**Your task**
All that is needed is each line of the entries holding the word "above", copied as it stands.

**Data to process**
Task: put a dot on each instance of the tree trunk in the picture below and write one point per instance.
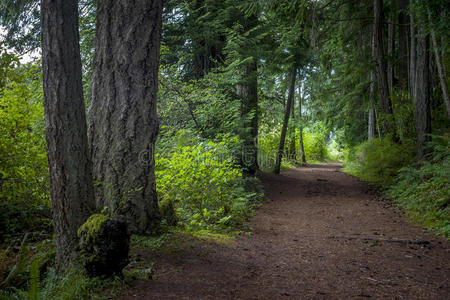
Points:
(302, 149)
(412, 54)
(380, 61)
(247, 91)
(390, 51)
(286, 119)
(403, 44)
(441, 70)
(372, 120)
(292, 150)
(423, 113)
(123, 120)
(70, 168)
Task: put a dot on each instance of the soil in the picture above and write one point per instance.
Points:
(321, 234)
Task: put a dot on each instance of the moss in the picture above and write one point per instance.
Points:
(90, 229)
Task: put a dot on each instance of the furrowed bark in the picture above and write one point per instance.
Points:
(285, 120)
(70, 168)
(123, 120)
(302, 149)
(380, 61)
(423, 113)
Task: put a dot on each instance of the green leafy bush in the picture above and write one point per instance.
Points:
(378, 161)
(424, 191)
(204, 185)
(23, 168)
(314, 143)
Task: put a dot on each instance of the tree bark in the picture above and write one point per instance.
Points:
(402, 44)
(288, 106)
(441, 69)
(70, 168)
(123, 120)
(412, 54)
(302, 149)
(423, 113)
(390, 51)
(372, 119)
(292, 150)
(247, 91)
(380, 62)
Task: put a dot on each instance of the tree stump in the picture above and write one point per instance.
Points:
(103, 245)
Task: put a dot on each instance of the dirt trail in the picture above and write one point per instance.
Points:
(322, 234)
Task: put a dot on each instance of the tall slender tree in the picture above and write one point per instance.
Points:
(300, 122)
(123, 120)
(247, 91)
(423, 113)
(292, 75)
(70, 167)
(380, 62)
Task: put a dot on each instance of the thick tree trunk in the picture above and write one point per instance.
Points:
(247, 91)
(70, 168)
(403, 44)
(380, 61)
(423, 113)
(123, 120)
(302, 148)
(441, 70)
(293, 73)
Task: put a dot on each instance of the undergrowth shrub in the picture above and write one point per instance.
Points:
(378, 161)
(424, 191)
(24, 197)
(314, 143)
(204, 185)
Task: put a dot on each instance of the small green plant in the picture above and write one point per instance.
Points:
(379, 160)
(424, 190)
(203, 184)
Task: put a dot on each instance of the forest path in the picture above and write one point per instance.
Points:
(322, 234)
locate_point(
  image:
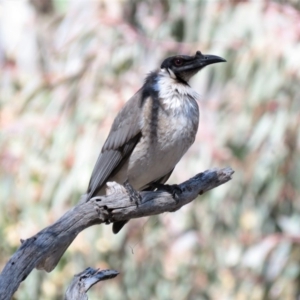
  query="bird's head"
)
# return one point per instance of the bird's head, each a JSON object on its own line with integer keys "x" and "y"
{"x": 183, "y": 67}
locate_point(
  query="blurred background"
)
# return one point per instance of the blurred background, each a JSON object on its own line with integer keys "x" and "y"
--
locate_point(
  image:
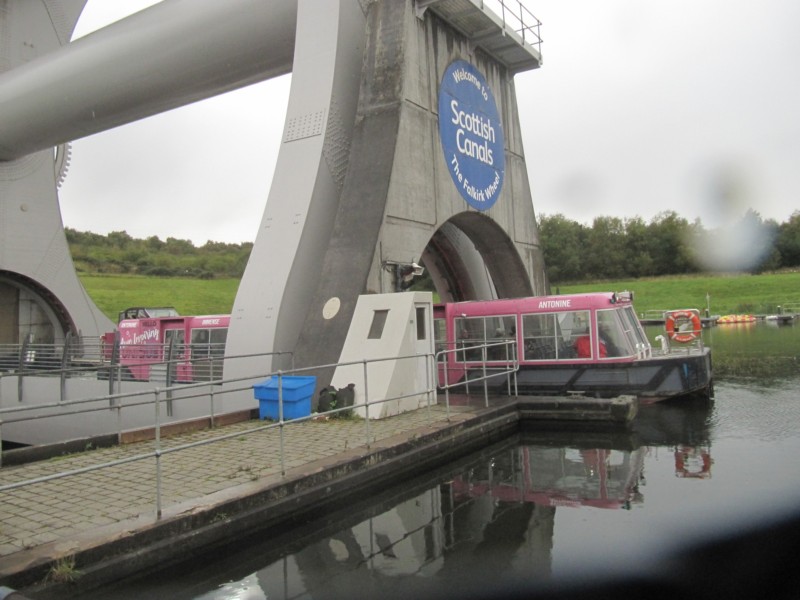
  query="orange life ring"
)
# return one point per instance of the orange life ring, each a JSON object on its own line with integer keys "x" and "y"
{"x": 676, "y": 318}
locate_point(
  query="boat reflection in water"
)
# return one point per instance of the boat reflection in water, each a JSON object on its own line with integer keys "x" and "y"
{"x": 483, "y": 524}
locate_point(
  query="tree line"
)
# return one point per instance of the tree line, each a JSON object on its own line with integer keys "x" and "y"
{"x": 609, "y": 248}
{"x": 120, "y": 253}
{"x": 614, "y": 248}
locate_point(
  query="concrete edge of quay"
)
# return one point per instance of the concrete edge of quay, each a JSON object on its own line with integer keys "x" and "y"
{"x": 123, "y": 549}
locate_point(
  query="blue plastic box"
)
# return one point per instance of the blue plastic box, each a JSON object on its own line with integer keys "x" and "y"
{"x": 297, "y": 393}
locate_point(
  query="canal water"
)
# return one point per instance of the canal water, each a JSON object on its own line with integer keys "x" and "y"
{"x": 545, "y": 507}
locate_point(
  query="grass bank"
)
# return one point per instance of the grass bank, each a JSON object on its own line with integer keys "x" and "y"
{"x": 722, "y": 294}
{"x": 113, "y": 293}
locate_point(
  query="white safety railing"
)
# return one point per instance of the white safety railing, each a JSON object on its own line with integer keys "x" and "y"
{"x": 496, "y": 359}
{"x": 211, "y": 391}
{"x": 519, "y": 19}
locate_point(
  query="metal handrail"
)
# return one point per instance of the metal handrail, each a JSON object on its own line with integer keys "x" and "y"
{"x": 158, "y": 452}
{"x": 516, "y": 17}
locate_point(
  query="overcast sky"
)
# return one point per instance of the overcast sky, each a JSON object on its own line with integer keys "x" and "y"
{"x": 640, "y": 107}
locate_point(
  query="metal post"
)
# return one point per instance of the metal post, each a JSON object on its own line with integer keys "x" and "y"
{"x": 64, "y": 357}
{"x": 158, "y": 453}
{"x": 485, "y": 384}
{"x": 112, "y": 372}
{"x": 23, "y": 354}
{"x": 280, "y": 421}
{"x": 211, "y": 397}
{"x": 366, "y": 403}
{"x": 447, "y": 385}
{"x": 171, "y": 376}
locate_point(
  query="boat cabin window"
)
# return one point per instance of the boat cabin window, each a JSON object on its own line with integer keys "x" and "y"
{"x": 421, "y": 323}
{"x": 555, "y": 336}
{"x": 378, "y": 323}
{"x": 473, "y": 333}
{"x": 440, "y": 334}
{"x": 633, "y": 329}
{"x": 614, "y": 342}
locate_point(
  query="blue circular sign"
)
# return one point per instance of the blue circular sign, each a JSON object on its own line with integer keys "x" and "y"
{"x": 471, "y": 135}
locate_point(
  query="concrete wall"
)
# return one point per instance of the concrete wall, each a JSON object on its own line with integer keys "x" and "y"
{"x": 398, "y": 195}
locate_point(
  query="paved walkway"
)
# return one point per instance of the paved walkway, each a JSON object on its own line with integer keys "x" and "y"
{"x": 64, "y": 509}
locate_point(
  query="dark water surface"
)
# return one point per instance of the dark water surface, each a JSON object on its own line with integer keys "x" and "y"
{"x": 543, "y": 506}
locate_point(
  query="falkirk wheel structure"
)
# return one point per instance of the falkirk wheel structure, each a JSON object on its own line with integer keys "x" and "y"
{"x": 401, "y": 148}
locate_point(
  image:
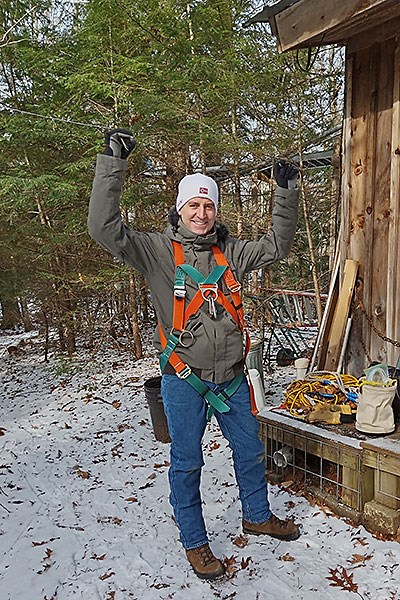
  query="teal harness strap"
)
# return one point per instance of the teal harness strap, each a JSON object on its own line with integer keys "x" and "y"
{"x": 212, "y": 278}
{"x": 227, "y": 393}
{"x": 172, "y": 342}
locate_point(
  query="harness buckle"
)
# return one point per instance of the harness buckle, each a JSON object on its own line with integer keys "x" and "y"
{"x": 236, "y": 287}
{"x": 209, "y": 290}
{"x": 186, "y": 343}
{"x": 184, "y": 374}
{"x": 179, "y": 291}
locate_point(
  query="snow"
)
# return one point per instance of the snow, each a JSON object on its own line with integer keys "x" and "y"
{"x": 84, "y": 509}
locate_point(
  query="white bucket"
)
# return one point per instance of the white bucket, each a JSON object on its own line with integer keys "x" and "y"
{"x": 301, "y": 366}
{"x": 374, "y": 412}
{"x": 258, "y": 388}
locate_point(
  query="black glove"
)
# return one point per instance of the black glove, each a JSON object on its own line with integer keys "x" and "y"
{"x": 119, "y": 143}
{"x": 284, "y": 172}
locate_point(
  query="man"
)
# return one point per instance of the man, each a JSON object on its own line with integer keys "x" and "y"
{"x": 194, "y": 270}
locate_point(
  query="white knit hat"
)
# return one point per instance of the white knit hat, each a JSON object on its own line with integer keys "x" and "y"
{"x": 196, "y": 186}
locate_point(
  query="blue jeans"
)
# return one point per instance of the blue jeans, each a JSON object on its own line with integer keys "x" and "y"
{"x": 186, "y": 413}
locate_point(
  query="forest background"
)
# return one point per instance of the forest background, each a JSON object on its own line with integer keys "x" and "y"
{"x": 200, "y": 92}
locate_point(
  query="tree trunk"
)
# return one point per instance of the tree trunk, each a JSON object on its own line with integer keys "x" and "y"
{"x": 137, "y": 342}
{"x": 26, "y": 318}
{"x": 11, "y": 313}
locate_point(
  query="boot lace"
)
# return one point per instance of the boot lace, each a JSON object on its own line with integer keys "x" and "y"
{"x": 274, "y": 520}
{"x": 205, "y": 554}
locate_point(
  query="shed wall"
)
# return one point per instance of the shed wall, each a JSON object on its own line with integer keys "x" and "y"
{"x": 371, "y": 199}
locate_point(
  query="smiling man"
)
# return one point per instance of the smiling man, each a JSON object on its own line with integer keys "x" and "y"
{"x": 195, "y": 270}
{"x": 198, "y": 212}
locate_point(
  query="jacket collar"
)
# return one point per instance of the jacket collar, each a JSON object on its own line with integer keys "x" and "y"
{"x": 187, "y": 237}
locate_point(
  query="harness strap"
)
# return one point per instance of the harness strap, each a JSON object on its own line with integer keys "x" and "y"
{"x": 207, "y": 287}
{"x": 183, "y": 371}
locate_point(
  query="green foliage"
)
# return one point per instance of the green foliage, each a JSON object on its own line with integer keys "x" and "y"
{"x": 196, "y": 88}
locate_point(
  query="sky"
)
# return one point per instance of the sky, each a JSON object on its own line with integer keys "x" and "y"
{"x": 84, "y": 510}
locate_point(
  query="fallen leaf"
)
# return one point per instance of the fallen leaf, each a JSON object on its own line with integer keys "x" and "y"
...
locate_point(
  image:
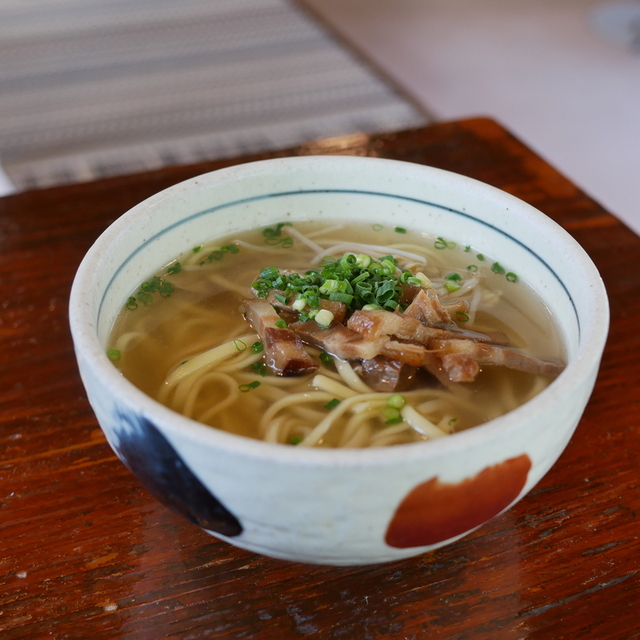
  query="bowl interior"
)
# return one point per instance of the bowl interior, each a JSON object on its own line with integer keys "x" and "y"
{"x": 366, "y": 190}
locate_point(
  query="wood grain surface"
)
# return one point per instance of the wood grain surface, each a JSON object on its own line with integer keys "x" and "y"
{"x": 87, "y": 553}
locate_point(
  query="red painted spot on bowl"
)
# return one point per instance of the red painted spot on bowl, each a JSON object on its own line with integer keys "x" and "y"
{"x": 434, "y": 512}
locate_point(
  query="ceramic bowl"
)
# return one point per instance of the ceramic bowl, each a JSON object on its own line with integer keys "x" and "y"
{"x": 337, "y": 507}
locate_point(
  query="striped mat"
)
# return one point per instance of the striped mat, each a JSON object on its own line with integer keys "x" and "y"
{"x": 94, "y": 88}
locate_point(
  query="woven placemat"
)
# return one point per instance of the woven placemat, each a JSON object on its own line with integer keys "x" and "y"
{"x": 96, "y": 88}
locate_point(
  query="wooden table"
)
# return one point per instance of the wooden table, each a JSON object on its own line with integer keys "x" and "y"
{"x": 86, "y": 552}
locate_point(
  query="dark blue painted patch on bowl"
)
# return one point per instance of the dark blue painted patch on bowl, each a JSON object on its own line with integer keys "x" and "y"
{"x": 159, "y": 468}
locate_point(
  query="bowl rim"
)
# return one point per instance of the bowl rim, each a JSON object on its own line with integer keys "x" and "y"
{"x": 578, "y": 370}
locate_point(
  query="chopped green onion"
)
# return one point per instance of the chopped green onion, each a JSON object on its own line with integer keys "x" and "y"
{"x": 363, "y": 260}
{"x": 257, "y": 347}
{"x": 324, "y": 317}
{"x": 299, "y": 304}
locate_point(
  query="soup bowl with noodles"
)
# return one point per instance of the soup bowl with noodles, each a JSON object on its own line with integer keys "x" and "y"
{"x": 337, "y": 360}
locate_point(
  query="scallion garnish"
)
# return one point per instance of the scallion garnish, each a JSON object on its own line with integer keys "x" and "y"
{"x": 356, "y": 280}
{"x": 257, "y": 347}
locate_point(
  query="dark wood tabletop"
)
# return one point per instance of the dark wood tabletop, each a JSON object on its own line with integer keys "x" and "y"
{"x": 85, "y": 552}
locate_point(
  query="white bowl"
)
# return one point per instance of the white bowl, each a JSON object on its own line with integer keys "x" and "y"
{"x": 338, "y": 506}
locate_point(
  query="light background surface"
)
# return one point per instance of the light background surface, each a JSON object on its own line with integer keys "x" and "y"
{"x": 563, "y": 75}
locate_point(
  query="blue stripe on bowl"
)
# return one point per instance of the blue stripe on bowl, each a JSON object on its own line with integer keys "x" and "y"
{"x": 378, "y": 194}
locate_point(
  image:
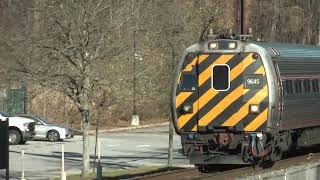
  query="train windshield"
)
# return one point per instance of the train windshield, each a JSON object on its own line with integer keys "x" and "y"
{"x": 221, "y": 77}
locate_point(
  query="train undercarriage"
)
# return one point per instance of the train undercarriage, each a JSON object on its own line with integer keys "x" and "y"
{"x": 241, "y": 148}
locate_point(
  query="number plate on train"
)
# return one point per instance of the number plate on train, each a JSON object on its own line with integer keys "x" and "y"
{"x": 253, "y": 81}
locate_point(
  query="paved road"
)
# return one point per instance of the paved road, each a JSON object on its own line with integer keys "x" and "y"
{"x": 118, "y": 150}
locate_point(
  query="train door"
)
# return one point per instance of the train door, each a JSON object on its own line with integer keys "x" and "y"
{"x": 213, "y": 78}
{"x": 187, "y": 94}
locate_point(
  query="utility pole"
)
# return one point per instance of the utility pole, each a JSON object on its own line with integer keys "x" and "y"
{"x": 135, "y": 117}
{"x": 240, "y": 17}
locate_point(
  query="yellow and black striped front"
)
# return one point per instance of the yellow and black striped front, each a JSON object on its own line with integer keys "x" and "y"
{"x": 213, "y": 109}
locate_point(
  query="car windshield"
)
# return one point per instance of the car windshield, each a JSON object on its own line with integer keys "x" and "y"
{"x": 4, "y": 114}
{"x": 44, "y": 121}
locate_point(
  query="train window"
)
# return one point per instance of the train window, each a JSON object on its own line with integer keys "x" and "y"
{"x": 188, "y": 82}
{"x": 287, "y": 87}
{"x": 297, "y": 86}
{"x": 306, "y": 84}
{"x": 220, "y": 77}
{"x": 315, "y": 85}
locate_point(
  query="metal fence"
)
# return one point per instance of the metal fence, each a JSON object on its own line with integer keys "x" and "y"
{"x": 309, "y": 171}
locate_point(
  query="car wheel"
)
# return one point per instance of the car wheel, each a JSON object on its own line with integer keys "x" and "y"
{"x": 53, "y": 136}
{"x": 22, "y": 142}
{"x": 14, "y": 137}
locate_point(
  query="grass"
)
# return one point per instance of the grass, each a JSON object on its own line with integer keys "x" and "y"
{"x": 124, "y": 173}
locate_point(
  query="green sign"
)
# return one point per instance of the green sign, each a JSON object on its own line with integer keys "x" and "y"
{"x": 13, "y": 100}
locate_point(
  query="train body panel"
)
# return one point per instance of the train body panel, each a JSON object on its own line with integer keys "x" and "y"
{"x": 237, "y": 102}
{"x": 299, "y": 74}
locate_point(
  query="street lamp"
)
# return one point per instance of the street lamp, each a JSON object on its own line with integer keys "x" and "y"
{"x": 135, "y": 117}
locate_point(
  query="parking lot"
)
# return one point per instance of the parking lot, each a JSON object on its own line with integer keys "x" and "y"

**Answer box**
Task: put a dot on each instance of the soil in the picture above and write one point per instance.
Task: put a dot on each instance of the moss in the picture above and write one point per instance.
Task: put a dot on each instance of the furrowed bark in the picture above and write one point per instance.
Task: put a dot on each instance of the green leafy bush in the picture above and write one point per instance.
Task: put a dot on each instance of the tree bark in the picture above and write one point per instance.
Task: put a dot on each instance of the tree stump in the picture above and write one point per instance.
Task: put a dot on each instance of the dirt trail in the picture above and write one point per instance.
Task: put a dot on each instance of the tall slender tree in the picture above and write one point per instance.
Task: put a dot on each instance of the thick tree trunk in the picture above and write one point per instance.
Task: put a dot on each instance of the undergrowth shrub in the picture above and write one point per instance.
Task: put a dot on each instance of the small green plant in the picture above and write one point per instance.
Task: put a dot on each instance of the forest path in the picture above and write one point per instance.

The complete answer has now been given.